---- Working data
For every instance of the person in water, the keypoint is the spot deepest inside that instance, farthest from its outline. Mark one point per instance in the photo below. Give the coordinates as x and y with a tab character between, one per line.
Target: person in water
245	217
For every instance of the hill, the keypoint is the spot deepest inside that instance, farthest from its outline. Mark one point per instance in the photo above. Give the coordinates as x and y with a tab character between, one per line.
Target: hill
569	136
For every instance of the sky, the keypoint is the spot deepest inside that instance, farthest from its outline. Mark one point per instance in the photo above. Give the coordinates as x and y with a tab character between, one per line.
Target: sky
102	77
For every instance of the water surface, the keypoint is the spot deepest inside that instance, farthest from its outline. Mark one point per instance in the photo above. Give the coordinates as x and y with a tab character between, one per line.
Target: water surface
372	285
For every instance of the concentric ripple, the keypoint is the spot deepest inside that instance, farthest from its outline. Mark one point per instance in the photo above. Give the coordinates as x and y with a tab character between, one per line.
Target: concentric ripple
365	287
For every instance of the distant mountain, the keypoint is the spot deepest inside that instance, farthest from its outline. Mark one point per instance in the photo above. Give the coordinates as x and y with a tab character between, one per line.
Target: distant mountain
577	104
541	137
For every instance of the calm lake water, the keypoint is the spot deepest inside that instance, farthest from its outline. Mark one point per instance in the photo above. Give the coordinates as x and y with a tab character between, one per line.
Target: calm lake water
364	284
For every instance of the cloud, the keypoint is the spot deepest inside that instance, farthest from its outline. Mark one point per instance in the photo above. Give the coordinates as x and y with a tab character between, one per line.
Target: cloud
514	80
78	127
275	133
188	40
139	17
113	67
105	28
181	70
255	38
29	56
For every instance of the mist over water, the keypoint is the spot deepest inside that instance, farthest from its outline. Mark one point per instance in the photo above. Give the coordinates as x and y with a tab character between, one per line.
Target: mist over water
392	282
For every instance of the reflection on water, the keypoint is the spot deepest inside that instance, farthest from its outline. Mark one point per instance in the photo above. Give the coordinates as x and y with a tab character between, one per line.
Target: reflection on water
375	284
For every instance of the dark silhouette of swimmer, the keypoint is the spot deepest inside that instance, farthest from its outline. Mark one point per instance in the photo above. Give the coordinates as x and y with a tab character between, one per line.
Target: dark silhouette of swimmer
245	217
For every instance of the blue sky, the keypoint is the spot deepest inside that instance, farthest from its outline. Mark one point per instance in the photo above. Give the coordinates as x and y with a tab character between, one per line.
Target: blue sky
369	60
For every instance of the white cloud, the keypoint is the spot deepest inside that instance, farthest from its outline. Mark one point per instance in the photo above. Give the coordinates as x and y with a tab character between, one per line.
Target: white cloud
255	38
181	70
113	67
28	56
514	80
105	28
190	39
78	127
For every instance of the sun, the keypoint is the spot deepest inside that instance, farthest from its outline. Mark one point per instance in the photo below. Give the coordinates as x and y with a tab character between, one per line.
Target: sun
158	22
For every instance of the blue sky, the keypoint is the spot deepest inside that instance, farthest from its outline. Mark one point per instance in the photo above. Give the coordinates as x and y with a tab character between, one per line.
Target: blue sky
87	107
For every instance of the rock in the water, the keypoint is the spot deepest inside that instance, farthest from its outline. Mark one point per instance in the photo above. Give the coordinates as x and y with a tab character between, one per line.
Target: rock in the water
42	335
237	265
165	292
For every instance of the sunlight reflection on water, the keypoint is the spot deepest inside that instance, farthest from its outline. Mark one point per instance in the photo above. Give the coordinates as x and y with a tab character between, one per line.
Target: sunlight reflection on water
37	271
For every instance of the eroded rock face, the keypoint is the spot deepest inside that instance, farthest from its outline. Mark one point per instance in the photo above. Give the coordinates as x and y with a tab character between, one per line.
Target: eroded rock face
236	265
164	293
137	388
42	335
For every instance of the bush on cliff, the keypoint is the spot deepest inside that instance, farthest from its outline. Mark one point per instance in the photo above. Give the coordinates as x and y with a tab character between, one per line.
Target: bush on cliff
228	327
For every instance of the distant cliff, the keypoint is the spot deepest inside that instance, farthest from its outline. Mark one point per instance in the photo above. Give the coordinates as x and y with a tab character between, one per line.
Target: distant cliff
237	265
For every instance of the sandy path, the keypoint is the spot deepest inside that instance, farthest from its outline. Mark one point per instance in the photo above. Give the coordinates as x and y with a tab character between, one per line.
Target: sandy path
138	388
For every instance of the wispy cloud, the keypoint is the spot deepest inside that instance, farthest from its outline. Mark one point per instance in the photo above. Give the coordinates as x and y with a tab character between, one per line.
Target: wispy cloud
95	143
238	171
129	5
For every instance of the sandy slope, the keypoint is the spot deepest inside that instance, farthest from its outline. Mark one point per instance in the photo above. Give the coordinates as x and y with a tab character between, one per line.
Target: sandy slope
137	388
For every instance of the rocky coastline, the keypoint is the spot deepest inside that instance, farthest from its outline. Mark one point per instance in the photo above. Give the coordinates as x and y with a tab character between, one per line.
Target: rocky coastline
--------
:: Work to be completed ::
Check each line of the records for the word "rocky", and show the lines that contain it.

:: Problem solution ::
For every instance of the rocky coastline, the keypoint is the spot deepest inside that instance, farthest from its outline. Mark one point per instance in the photo above. Give the coordinates as x and y with a tab character between, one per line.
Target: rocky coastline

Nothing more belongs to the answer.